Starting at the line that contains "Where can you see the fluorescent", quote each line exactly through the last line of the entries, both included.

## begin

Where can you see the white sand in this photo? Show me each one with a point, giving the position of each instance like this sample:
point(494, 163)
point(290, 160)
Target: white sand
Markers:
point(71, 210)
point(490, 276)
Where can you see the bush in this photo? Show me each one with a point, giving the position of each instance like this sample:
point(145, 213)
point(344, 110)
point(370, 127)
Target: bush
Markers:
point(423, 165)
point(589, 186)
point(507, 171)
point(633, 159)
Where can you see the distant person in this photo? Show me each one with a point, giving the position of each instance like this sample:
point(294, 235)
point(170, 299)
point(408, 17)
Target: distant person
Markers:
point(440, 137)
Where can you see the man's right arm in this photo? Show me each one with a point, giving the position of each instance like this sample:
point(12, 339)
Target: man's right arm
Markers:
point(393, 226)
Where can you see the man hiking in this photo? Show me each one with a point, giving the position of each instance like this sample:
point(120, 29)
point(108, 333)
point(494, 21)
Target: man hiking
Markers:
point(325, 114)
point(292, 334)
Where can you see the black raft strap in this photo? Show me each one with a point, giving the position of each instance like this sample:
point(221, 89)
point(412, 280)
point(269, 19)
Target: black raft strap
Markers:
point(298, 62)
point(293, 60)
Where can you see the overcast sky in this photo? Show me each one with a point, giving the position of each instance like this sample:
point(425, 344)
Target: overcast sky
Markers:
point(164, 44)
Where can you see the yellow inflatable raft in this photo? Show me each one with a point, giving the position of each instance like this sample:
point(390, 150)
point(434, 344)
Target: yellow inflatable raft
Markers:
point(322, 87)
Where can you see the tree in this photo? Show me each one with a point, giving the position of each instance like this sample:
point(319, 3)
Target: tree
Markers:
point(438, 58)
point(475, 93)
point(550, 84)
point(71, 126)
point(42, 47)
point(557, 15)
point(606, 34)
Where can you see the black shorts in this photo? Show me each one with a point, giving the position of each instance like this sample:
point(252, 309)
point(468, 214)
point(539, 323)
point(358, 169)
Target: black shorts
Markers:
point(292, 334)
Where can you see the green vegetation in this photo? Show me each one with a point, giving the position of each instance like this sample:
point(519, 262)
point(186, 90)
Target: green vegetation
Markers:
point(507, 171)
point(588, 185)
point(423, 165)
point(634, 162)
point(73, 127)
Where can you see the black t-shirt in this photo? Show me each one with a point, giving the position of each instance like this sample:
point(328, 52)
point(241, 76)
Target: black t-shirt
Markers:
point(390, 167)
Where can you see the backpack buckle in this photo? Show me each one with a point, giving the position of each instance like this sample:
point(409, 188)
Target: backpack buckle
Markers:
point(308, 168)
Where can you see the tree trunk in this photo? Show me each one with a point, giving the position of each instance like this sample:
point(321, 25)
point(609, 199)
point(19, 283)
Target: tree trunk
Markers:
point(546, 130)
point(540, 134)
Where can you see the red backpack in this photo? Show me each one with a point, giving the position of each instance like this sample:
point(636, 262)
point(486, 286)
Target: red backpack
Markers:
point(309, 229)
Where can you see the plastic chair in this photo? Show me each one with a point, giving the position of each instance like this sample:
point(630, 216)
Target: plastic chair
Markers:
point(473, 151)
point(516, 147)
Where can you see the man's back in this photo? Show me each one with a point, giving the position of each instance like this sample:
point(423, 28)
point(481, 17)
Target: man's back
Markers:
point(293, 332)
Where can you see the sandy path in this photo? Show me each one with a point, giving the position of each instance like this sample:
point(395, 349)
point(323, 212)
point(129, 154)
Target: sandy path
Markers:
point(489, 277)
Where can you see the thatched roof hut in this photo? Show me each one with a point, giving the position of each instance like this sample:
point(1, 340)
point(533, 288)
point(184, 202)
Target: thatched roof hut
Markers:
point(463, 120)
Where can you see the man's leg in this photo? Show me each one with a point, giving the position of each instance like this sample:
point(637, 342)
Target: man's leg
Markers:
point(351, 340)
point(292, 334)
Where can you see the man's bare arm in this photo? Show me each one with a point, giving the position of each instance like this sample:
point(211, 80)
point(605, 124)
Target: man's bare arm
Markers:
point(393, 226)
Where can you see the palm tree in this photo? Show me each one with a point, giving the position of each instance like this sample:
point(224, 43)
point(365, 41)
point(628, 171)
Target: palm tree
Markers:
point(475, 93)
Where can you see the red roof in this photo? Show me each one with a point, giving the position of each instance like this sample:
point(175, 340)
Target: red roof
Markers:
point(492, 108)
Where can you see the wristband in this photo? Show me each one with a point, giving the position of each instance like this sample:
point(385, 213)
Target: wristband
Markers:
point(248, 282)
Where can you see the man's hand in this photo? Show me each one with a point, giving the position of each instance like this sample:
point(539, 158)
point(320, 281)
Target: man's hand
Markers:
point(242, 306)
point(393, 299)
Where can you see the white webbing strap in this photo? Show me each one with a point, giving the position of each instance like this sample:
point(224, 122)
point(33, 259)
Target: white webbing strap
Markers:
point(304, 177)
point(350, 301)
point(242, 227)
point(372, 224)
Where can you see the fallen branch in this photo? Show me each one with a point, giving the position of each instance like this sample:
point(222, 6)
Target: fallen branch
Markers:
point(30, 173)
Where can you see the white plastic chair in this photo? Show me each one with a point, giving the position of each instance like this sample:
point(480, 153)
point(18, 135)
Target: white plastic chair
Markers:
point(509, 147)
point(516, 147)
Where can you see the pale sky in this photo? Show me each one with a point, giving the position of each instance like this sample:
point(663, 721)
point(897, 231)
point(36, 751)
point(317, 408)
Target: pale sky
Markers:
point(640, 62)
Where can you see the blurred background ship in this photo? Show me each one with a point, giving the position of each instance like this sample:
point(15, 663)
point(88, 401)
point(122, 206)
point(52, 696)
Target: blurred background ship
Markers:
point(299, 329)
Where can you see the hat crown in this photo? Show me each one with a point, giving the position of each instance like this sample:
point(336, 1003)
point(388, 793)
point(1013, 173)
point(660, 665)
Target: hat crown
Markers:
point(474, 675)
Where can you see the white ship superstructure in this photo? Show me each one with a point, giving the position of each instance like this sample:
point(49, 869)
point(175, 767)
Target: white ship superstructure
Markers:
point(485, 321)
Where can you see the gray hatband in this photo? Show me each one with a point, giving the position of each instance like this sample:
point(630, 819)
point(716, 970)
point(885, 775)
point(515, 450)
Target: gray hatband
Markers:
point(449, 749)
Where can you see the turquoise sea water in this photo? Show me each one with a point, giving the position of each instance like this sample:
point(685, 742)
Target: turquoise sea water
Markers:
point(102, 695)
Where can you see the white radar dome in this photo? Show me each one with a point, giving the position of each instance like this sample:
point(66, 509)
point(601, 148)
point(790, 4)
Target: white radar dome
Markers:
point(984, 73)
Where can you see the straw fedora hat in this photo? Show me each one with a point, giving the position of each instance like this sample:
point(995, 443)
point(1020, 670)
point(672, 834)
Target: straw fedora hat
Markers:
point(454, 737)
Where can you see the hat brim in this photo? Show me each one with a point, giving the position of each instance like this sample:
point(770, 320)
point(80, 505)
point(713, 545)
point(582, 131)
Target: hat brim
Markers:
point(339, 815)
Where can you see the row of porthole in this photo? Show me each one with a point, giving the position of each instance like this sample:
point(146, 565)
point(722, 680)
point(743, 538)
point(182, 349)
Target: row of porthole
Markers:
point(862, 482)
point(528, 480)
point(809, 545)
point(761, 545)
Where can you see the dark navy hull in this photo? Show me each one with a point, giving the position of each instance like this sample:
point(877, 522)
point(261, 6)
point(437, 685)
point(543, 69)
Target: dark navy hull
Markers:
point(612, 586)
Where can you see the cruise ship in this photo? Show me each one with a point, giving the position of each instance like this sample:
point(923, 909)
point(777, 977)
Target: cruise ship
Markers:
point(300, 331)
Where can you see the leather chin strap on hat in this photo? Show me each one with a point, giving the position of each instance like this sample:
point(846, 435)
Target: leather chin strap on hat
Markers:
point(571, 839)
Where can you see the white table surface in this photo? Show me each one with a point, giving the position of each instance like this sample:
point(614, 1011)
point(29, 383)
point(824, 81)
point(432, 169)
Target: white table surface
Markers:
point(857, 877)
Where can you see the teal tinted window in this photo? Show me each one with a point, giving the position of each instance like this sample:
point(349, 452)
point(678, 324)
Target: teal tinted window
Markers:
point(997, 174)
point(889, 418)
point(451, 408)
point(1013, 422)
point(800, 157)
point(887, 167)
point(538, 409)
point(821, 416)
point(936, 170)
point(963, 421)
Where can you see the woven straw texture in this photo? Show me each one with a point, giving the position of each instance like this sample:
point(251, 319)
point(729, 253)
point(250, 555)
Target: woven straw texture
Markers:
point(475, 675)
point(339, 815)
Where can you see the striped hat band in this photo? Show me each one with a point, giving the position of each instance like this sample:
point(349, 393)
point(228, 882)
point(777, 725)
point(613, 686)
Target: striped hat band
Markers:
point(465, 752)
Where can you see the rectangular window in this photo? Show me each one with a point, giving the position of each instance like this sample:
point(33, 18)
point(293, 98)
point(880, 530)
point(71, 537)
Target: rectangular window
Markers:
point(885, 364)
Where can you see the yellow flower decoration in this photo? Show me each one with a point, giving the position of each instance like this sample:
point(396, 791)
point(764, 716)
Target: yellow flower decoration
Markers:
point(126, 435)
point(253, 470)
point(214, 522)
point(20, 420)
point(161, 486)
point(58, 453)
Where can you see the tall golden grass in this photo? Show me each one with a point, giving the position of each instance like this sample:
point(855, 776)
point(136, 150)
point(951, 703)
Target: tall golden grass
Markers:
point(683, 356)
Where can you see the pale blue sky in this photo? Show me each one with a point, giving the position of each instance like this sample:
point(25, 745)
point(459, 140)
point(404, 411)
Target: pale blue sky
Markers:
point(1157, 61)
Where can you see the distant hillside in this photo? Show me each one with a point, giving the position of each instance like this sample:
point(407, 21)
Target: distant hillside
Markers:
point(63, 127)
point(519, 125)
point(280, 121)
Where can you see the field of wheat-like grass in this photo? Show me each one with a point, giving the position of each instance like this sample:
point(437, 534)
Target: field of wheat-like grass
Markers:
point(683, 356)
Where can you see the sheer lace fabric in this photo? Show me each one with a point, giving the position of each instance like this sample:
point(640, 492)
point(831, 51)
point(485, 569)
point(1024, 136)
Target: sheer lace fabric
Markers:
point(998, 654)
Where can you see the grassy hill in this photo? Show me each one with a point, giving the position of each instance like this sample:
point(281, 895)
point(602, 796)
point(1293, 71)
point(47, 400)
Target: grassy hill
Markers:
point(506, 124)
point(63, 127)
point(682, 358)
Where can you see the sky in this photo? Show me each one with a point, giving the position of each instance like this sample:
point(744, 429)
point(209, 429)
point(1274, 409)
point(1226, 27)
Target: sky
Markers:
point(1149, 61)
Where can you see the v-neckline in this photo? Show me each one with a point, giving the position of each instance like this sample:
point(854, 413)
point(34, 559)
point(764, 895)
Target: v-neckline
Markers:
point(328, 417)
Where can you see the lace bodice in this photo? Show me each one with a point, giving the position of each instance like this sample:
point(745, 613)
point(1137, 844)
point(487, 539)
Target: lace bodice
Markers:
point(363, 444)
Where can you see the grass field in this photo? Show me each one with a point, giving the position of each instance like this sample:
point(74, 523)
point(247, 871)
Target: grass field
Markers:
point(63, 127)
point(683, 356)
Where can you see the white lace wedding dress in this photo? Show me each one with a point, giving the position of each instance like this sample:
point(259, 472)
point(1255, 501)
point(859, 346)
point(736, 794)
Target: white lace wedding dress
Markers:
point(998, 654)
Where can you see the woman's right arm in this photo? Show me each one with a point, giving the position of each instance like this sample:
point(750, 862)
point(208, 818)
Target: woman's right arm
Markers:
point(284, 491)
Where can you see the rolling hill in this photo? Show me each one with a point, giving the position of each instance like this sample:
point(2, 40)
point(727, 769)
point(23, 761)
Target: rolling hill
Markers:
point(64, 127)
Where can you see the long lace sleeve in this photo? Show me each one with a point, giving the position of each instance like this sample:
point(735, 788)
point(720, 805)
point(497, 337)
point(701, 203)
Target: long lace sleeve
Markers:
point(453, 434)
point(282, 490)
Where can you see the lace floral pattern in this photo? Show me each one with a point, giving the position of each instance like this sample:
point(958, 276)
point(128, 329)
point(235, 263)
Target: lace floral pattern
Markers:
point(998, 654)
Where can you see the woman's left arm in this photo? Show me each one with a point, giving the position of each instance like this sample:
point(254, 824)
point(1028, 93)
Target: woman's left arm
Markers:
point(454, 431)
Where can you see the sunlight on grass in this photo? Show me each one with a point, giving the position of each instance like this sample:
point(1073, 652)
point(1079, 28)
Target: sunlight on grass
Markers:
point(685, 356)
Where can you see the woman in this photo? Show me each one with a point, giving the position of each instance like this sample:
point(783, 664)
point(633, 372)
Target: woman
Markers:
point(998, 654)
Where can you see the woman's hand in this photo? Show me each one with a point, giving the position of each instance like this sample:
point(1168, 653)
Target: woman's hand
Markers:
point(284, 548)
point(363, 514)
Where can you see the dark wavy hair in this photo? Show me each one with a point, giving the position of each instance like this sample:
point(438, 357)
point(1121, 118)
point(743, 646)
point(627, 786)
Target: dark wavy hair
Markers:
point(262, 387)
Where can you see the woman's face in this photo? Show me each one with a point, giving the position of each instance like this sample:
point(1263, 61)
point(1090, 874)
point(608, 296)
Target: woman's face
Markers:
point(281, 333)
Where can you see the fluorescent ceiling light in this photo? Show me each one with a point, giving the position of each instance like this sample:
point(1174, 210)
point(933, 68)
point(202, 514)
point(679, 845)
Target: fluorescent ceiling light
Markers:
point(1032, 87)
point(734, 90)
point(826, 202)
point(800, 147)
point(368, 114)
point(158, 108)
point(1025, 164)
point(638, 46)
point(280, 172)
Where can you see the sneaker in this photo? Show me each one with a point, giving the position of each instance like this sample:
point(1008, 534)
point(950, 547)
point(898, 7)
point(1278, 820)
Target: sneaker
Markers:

## end

◆ **SOLUTION TO THIS PROBLEM**
Where can you see the fluorescent ceiling light in this photo? Show me each one with a point, giving the position of each instance like this sample:
point(1174, 210)
point(933, 68)
point(202, 514)
point(679, 845)
Target: fluorescent ceiling light
Markers:
point(1032, 87)
point(734, 90)
point(826, 202)
point(800, 147)
point(368, 114)
point(158, 108)
point(1025, 164)
point(638, 46)
point(280, 172)
Where can you see the sneaker in this photo? Show me each one with a point, giving the position of each instance like this sample:
point(1008, 534)
point(950, 547)
point(898, 7)
point(1278, 820)
Target: sneaker
Markers:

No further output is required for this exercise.